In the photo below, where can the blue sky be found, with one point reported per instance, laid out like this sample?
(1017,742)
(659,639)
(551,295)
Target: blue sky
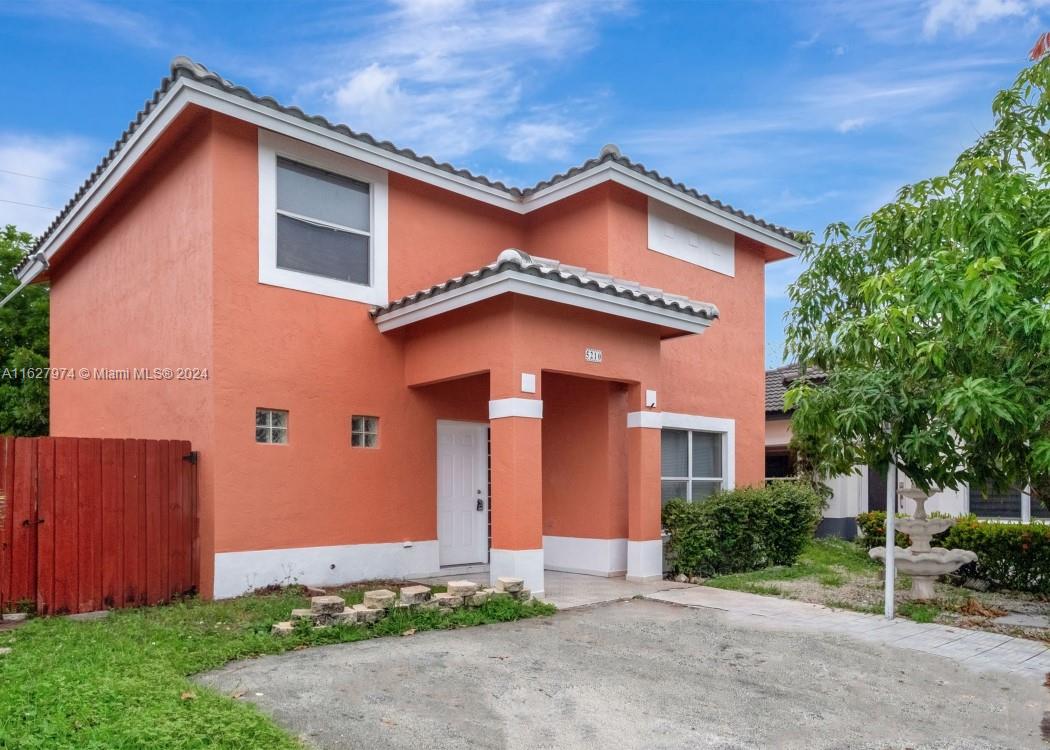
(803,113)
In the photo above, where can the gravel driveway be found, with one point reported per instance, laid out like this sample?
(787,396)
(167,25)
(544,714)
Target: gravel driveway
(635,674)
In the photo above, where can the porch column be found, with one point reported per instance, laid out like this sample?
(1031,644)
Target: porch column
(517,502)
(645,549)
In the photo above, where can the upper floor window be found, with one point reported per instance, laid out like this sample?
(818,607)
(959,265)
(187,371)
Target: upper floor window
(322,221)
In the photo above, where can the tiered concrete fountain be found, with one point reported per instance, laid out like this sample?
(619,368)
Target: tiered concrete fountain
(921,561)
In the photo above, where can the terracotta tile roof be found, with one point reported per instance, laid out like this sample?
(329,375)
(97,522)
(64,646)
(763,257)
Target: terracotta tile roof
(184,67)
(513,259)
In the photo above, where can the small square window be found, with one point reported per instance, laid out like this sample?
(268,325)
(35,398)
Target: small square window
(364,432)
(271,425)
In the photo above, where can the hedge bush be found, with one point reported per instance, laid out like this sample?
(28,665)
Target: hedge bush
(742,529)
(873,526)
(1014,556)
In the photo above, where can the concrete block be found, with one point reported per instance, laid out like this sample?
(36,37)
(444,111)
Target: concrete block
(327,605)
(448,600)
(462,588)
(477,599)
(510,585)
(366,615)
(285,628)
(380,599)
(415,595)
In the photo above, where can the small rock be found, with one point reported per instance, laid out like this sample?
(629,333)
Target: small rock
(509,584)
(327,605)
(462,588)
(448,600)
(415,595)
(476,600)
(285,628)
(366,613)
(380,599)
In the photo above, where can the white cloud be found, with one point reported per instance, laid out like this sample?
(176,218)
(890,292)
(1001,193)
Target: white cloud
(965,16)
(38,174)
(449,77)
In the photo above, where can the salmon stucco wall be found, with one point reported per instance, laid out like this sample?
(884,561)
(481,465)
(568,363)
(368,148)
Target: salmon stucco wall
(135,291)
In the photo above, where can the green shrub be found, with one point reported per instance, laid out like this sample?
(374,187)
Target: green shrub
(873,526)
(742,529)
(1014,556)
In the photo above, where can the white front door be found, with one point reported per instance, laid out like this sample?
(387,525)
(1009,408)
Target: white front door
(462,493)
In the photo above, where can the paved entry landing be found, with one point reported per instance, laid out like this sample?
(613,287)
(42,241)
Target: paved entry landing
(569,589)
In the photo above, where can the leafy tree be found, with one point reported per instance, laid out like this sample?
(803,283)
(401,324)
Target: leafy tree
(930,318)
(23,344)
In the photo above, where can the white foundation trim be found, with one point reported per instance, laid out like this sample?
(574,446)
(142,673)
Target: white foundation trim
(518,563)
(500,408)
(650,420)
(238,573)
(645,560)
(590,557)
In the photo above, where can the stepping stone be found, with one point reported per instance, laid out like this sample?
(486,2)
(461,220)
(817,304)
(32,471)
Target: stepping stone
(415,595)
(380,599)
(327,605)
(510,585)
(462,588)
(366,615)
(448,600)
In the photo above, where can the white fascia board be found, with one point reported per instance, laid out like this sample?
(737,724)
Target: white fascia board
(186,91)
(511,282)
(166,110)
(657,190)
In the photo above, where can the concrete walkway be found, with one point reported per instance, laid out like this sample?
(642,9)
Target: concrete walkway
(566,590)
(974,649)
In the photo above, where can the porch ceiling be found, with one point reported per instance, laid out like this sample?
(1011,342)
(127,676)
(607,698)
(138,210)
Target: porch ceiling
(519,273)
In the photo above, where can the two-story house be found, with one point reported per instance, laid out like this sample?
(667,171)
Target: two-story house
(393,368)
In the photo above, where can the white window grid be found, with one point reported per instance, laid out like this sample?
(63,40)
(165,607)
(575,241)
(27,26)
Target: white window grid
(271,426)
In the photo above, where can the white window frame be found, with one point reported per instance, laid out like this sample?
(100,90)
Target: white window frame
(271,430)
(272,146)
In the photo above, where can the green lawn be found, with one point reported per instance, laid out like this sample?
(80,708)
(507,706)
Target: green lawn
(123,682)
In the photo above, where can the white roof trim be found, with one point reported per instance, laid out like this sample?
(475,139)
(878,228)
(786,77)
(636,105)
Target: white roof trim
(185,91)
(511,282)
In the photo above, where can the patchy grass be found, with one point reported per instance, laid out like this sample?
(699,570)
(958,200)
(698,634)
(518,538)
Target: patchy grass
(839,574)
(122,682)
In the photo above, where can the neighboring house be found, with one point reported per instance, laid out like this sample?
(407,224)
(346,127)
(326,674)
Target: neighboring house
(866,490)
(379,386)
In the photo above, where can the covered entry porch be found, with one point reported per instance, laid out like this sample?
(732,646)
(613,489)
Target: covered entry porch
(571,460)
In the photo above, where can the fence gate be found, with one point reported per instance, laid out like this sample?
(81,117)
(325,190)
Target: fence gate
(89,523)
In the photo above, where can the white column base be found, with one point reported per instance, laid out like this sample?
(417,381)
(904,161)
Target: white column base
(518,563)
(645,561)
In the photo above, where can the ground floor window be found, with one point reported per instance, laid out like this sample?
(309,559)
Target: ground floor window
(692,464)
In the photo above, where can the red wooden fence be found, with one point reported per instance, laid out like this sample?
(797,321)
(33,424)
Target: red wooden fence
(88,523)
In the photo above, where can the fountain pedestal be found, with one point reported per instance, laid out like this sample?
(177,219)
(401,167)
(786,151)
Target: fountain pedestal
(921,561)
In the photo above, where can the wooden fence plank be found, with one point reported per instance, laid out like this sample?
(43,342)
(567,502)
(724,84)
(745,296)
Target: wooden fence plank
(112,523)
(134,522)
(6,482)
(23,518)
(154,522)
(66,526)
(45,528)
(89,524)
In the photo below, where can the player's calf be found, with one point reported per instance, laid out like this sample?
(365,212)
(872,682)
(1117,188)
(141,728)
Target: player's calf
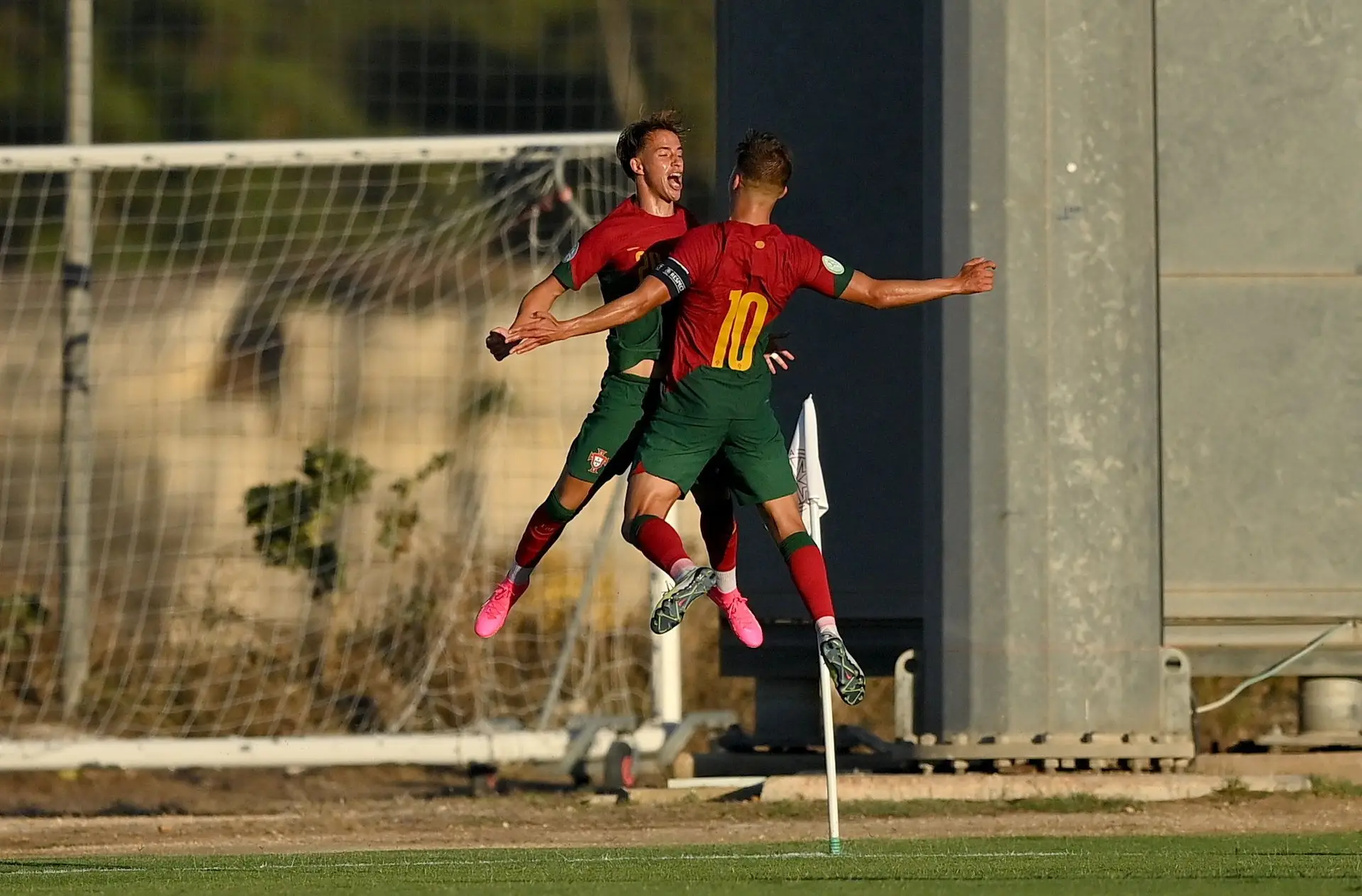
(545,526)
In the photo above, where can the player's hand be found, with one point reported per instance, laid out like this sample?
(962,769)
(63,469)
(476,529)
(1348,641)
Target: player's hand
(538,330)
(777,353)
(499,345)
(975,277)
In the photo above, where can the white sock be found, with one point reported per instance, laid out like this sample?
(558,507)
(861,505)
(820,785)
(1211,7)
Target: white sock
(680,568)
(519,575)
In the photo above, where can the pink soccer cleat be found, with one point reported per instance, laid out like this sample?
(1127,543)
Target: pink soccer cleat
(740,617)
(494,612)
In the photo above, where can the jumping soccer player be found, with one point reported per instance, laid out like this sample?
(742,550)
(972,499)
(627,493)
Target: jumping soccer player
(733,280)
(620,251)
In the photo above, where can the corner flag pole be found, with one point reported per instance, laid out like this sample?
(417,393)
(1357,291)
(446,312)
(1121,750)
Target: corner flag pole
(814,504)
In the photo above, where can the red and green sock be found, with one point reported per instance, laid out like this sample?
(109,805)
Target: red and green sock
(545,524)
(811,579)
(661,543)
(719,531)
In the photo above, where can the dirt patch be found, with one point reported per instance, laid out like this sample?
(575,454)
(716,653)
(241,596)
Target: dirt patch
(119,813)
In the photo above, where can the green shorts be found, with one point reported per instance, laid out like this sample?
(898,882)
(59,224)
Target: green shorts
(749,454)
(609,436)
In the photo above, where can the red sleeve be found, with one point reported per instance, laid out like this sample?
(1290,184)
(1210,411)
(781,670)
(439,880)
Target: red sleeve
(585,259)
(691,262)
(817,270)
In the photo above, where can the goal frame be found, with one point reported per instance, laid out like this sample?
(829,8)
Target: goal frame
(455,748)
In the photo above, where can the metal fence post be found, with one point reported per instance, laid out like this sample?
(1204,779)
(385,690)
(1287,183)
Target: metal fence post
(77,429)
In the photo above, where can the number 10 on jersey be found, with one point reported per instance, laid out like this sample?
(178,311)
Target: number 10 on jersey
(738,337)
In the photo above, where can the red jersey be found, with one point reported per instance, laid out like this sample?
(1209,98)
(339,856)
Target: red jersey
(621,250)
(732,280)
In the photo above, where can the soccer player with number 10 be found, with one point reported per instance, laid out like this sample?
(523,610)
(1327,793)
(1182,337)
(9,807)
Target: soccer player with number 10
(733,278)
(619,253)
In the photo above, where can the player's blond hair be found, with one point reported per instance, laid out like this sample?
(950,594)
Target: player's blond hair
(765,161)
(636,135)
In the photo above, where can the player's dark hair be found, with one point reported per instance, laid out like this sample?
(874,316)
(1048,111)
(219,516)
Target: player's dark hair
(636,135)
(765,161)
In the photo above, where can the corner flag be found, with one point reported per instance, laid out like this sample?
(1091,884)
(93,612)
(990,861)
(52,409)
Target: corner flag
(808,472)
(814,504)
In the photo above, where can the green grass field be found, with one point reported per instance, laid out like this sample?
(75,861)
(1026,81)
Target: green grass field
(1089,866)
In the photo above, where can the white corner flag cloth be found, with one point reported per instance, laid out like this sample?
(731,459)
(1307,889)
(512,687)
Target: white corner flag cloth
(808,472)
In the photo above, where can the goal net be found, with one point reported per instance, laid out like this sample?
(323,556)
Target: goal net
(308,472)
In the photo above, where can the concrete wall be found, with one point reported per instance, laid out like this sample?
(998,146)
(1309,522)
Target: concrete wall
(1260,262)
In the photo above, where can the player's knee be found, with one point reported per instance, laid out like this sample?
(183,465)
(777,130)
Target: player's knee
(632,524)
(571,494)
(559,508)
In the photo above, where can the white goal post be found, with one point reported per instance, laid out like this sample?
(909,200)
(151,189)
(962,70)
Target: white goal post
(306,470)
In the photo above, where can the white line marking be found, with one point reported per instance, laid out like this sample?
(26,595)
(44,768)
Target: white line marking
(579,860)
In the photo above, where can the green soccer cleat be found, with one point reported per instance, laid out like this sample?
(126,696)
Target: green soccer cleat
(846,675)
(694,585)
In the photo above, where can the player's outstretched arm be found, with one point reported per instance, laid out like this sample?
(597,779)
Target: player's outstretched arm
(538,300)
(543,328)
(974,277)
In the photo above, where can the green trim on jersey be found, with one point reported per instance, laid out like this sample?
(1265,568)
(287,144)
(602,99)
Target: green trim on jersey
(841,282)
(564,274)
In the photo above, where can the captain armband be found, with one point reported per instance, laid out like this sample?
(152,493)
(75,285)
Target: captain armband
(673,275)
□ □ □
- [Written task]:
Update the items from the line with "In the photo above, where can the white corner" through the end of the items by replacing "concrete wall" with "brick wall", leaving everything else unchanged.

- [Solution for this exercise]:
In the photo above, where can the white corner flag cloth be found, with one point reported per instance, laid out like this sample?
(731,459)
(1307,889)
(512,687)
Target: white corner flag cloth
(808,472)
In the photo above, where can the goal net be found, with one point reported per instance, laid out like this sample?
(323,556)
Target: goal net
(308,472)
In the photo above, where can the brick wall be found, with one point reported per instance, laid out like this sample?
(998,146)
(1309,522)
Target: brick wall
(1260,262)
In the photo above, where can the player's knee be found, with one point reported per instance, laid out like this sample?
(183,465)
(777,130)
Target: player's knee
(632,524)
(571,494)
(559,508)
In the photo above, where can the white goal post be found, with one point reported per instance, laid out like this sample?
(909,200)
(151,189)
(962,70)
Target: white goal post
(306,470)
In the photo above, where can the white line marking be found, with one point reported per instance, laid out like this sample?
(26,595)
(44,768)
Target: white line marking
(579,860)
In the photo above, where can the green soccer cleat be found, with one point reported per instance, laid out like this sample?
(126,696)
Target: green soccer cleat
(846,675)
(694,585)
In the photo above, where can the player's outstretched arm be found, with one point reported per instance, laid out like this sample?
(597,779)
Target: player's outstretched arm
(538,300)
(543,328)
(974,277)
In the photo above, where can the green trim on jersey be found, with one point reported per instance, laid out like this sample?
(1265,568)
(287,144)
(602,99)
Target: green trim on jersey
(841,282)
(564,274)
In the photo above, where can the captain armband be found, with one point reported per instance, laid out like this sample?
(152,493)
(75,285)
Target: captain armband
(673,275)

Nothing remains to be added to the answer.